== Provided entries ==
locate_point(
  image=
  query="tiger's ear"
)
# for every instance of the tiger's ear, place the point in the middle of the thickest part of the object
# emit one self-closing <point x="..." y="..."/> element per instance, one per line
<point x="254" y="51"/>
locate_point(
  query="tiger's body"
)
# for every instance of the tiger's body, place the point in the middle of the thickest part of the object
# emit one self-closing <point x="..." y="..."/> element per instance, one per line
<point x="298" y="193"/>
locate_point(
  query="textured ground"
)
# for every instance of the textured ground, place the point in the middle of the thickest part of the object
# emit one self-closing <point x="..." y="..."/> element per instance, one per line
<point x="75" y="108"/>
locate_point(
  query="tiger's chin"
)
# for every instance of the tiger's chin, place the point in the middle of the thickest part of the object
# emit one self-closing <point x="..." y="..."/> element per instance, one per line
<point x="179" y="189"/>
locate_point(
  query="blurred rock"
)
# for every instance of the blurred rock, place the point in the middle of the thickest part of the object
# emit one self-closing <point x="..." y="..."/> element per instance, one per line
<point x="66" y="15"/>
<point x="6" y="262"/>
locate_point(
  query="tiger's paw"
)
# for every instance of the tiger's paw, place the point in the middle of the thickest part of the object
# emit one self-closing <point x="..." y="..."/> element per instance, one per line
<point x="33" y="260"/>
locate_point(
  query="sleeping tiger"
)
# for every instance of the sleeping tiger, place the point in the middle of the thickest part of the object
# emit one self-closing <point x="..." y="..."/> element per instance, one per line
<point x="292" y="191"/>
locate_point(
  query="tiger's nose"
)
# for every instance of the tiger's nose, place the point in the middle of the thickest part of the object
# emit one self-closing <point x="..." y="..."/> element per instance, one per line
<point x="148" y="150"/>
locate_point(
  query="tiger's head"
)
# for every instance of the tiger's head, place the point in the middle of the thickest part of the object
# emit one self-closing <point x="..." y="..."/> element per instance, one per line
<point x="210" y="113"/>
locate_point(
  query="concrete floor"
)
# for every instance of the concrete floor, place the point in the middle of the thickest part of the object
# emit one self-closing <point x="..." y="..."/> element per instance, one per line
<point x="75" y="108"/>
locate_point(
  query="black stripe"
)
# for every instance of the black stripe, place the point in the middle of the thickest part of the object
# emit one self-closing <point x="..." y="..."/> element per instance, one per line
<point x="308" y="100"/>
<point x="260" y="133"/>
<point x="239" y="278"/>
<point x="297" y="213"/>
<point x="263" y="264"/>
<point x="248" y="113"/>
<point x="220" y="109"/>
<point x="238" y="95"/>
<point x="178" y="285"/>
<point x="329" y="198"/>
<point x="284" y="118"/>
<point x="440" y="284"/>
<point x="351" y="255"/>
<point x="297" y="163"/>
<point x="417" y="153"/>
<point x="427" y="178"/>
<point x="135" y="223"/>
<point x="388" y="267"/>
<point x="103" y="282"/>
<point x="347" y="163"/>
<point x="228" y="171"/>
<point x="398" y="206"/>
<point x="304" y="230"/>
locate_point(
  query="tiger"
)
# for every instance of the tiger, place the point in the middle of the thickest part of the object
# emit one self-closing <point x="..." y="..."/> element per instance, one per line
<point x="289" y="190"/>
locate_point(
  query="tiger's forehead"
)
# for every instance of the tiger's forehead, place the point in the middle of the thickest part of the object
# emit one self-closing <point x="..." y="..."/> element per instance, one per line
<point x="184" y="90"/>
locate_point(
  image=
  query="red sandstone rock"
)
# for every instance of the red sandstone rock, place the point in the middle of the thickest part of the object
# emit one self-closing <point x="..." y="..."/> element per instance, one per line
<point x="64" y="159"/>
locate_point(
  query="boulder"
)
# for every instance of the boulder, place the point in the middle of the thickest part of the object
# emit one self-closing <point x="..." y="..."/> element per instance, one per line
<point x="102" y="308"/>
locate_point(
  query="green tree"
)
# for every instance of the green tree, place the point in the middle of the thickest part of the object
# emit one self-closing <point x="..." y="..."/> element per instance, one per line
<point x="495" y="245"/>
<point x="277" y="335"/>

== Task requirements ==
Within the entries, find each line holding the string "forehead". Reply with how many there are, as a number alone.

== Written response ==
2